Brano scelto:
#####

In subordine Trump ha fatto saltare il privilegio dei bianchi, il privilegio di contare più degli altri e invece ad occhi americani il suprematismo bianco è suprematismo dei bianchi americani. Gli altri sono tutti negri e così può capitare che il Canada sia trattato peggio del Messico. 

Una guerra cominciata male e finita peggio

Le guerre della NATO cominciano e finiscono quando lo dicono gli americani.
La guerra è stata persa – o non è stata vinta – perché si sa che i russi sono selvaggi disposti a sacrificare i loro figli, padri e nipoti. Ma se “si sa” oggi, lo si sapeva anche prima e se ne sarebbe dovuto tener conto. Anche i tedeschi giustificarono la loro disfatta nella seconda guerra mondiale adducendo a responsabili il freddo e il fango: due cose non comparvero all’improvviso e per la prima volta nel 1941. Anche quelli c’erano anche prima e c’erano per i tedeschi, ma anche per i russi.

#####

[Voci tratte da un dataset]
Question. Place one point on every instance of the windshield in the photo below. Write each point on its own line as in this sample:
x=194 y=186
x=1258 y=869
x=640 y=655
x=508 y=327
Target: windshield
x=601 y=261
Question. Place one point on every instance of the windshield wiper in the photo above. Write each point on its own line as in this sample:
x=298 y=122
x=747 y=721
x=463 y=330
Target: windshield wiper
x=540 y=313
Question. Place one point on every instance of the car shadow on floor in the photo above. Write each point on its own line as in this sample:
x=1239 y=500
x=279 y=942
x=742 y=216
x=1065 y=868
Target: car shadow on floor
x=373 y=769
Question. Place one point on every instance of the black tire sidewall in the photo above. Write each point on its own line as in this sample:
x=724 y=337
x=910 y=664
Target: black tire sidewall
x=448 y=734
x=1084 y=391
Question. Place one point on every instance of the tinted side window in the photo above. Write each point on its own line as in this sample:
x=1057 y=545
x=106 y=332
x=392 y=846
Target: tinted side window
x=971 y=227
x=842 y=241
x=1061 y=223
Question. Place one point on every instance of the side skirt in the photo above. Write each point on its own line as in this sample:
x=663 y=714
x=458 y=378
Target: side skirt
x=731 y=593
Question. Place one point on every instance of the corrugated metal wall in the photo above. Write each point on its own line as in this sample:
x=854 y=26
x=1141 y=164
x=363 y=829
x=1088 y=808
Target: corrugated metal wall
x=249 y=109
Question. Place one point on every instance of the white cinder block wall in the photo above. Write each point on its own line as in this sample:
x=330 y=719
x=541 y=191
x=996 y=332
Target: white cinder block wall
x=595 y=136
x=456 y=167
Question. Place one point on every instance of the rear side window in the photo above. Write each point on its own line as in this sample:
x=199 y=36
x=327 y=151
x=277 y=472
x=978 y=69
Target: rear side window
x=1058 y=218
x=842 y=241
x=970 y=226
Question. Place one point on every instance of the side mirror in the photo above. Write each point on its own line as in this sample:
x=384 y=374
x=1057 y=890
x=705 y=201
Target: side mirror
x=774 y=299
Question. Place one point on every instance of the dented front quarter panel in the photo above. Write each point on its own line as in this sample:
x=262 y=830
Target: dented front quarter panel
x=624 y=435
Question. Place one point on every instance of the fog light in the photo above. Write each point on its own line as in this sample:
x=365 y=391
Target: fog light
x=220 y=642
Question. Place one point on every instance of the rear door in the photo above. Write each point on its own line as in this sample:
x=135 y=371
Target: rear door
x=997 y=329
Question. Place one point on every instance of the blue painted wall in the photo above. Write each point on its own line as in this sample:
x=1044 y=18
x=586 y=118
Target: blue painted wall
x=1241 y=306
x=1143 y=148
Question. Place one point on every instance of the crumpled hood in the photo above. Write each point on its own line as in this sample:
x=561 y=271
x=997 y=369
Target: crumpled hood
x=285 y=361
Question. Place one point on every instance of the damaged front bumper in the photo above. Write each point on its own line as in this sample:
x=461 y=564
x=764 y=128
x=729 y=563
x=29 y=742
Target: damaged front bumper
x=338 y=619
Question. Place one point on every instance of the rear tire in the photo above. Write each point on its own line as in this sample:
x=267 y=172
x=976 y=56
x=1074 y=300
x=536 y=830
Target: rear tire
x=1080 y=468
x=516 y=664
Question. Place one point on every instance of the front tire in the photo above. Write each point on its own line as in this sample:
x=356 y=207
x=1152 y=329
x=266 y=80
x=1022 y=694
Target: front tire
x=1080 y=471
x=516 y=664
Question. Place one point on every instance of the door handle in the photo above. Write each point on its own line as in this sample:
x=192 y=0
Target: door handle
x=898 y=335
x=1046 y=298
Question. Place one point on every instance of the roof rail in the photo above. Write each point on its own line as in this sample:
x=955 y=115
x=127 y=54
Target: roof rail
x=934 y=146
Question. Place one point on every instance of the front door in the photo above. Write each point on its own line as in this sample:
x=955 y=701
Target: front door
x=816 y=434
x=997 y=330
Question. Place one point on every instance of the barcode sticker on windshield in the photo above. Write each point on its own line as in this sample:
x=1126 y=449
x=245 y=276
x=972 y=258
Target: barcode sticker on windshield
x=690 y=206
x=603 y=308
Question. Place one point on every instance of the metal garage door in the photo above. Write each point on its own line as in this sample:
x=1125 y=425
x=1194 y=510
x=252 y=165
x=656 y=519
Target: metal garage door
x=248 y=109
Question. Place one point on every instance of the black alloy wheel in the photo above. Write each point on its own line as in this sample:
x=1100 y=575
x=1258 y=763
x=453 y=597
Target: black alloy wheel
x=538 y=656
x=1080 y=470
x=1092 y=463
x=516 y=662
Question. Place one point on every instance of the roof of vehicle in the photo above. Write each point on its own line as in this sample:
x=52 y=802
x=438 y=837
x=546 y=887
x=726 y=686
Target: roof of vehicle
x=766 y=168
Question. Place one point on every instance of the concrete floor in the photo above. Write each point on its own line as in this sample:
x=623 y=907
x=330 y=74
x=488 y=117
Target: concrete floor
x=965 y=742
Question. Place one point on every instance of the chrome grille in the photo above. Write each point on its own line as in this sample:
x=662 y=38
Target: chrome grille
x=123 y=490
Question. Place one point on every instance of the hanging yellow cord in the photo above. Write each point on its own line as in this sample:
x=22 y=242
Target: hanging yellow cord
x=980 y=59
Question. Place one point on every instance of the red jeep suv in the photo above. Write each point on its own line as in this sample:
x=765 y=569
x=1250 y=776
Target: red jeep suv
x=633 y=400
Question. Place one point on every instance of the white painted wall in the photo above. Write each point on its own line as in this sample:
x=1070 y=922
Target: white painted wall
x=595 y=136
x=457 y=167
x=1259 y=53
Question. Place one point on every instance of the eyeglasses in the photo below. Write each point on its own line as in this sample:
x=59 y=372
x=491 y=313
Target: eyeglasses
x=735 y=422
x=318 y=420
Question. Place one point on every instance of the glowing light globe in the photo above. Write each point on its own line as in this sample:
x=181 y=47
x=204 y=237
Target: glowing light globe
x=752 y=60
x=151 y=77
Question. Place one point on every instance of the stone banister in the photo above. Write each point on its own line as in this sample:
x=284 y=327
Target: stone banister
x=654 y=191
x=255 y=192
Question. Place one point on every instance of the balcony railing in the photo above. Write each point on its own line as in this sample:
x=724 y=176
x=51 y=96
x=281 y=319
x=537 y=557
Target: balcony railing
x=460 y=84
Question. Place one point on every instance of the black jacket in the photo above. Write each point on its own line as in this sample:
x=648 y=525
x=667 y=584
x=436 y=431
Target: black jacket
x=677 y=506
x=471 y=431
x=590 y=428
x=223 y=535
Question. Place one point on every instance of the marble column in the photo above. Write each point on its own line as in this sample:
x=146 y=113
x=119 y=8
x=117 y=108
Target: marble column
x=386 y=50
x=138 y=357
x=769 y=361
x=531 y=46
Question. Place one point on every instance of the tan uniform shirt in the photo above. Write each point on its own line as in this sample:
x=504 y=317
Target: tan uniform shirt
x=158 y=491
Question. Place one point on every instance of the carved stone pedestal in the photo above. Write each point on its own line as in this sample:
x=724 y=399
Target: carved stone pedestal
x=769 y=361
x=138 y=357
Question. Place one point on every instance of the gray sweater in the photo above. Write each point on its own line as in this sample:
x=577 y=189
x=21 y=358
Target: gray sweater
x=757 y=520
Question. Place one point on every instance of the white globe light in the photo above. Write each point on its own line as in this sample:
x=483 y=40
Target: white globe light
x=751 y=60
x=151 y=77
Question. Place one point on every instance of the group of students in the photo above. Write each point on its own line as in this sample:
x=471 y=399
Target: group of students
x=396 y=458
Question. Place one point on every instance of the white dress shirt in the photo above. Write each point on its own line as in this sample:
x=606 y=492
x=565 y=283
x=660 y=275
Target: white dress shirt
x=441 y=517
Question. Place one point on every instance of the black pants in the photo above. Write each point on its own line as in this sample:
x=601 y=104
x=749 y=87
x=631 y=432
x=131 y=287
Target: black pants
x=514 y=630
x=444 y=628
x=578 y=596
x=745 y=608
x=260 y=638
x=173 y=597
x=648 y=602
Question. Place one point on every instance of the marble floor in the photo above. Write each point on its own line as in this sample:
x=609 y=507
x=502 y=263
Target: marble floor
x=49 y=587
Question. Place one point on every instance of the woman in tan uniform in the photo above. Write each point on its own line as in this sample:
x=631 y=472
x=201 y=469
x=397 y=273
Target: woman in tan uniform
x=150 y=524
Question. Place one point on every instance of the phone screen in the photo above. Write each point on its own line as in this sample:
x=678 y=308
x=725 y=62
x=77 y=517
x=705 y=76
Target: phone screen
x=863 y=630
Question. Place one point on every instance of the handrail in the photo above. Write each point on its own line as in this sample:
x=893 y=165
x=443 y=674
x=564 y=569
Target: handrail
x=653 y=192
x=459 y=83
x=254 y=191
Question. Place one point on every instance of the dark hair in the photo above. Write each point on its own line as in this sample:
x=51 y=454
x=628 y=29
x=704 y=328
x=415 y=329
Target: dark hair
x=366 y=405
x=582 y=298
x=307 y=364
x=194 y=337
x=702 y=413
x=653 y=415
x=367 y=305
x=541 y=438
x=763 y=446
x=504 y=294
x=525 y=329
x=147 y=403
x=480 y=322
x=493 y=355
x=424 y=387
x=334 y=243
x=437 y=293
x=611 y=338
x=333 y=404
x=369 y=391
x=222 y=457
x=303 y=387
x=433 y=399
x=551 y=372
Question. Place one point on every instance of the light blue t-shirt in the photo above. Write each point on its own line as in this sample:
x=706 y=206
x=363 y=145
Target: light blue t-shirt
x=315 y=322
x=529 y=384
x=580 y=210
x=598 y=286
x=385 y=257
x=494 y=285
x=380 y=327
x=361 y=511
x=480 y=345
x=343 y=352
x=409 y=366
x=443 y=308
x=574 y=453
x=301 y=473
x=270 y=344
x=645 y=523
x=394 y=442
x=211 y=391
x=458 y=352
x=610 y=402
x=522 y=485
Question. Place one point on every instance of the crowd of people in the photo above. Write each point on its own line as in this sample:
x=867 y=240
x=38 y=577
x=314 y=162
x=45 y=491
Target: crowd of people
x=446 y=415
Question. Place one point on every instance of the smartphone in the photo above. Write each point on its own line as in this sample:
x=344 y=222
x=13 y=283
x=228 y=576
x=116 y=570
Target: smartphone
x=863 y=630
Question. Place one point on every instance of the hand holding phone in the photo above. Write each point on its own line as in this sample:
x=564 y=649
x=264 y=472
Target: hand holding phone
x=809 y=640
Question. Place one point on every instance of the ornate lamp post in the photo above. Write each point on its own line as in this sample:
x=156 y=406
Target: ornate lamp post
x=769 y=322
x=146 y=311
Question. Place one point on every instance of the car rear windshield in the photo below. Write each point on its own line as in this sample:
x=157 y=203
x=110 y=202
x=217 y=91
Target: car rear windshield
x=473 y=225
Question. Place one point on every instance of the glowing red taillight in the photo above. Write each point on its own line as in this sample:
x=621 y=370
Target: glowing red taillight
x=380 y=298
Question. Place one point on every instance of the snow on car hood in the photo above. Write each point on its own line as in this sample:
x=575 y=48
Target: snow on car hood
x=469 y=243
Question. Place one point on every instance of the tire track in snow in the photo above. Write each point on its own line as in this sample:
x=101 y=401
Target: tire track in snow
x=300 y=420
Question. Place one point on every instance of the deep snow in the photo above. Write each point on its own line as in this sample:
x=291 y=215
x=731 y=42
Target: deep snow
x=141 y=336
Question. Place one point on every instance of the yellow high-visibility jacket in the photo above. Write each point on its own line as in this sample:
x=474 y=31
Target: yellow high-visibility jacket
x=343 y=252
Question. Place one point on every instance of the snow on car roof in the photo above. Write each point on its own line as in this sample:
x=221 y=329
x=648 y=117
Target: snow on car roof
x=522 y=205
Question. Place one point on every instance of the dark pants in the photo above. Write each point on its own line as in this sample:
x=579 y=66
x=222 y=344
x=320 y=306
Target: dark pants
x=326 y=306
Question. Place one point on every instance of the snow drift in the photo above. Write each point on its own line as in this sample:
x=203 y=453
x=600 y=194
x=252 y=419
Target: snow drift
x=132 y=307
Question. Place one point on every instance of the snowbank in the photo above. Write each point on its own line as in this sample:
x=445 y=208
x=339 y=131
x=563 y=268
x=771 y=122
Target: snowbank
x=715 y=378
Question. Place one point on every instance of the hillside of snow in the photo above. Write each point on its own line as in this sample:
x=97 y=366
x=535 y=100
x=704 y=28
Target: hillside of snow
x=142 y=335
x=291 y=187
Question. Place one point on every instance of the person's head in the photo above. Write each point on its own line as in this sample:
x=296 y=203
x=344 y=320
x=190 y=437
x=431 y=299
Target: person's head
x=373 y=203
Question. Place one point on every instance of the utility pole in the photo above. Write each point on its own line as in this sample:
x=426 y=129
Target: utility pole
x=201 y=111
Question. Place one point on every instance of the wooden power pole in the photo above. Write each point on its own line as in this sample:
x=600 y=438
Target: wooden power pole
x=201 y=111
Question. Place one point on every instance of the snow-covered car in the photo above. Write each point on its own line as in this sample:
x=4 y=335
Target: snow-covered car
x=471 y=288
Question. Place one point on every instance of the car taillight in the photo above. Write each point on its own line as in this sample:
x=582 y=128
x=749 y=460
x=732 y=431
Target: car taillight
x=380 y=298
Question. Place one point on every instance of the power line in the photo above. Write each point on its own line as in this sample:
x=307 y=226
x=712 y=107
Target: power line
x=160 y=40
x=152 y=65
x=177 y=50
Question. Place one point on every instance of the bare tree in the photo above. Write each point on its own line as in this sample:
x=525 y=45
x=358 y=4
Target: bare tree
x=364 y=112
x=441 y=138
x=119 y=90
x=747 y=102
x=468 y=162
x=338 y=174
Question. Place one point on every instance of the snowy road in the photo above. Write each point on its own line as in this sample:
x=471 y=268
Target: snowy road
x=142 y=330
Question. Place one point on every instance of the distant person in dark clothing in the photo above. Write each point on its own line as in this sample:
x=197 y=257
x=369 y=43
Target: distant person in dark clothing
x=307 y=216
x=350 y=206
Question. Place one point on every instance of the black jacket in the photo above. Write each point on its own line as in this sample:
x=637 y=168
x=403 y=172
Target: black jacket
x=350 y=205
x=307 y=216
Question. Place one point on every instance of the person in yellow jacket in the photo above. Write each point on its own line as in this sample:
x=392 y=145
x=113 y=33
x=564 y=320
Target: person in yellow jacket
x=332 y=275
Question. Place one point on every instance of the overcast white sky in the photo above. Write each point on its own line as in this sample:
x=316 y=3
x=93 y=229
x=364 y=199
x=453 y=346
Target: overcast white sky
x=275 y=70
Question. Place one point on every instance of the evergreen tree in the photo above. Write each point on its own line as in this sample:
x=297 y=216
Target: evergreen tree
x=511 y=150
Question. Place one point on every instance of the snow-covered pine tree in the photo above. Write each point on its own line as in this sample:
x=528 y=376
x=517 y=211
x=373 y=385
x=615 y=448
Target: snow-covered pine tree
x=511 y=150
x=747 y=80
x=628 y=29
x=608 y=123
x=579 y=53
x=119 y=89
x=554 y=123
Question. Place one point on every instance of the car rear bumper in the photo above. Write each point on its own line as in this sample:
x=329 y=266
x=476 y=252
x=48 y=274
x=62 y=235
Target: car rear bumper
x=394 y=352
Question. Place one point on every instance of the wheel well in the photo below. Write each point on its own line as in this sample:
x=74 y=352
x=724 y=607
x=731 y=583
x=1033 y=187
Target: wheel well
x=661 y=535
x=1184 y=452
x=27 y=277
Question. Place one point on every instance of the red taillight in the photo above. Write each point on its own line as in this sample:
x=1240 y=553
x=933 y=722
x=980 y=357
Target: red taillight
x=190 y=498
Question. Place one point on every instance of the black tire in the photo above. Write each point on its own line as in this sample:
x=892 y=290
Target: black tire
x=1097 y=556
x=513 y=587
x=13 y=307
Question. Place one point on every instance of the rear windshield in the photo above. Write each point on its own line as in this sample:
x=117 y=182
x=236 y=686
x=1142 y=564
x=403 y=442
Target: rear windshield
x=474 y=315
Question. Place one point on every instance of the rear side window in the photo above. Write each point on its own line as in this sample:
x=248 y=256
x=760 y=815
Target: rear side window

#####

Attività da svolgere:
a - Rispondi alle domande seguenti sul brano.
(i) Quale paese, secondo il brano, può capitare che sia trattato peggio del Messico?
(ii) Chi stabilisce quando cominciano e finiscono le guerre della NATO?
(iii) A quali due cause i tedeschi attribuirono la loro disfatta nella seconda guerra mondiale?
b - Prosegui il brano su Trump e sulle guerre della NATO, riprendendo subito dopo la sua ultima frase.

Soluzioni degli esercizi:
a -
(i) Il Canada.
(ii) Gli americani.
(iii) Al freddo e al fango.

b -
Quella ucraina è una guerra voluta dagli americani: e più dai democratici che dai repubblicani. È stata cercata da Biden che non ha neanche voluto discutere le ragioni, giuste o sbagliate, dei russi; e chi aveva spinto sull’acceleratore più di ogni altro era stata Hillary Clinton.
Trump ha buon gioco a dire che lui non l’avrebbe fatta. Nessuno può provare il contrario. Il fatto è che lui l’ha portata verso l’inevitabile conclusione. 
L’Europa ha continuato a darsi martellate sulle dita, per così dire, con due espressioni facciali intercambiabili sulla faccia della Presidente von der Leyen: quella sorridente di chi è sicuro di vincere a mani basse e quella severa di chi sa quello che fa e che si deve fare. Nessuno le ha detto che la guerra è finita, anche se la gente continua a morire e che lei non è dalla parte di chi ha vinto. Continua a sorridere e promette di farlo fino alla vittoria inevitabile e alla pace giusta.
E quel mezzo milioni di giovani che sono morti? Sono sulla coscienza dei migranti che l’Europa ha combattuto nel frattempo come suoi più terribili nemici?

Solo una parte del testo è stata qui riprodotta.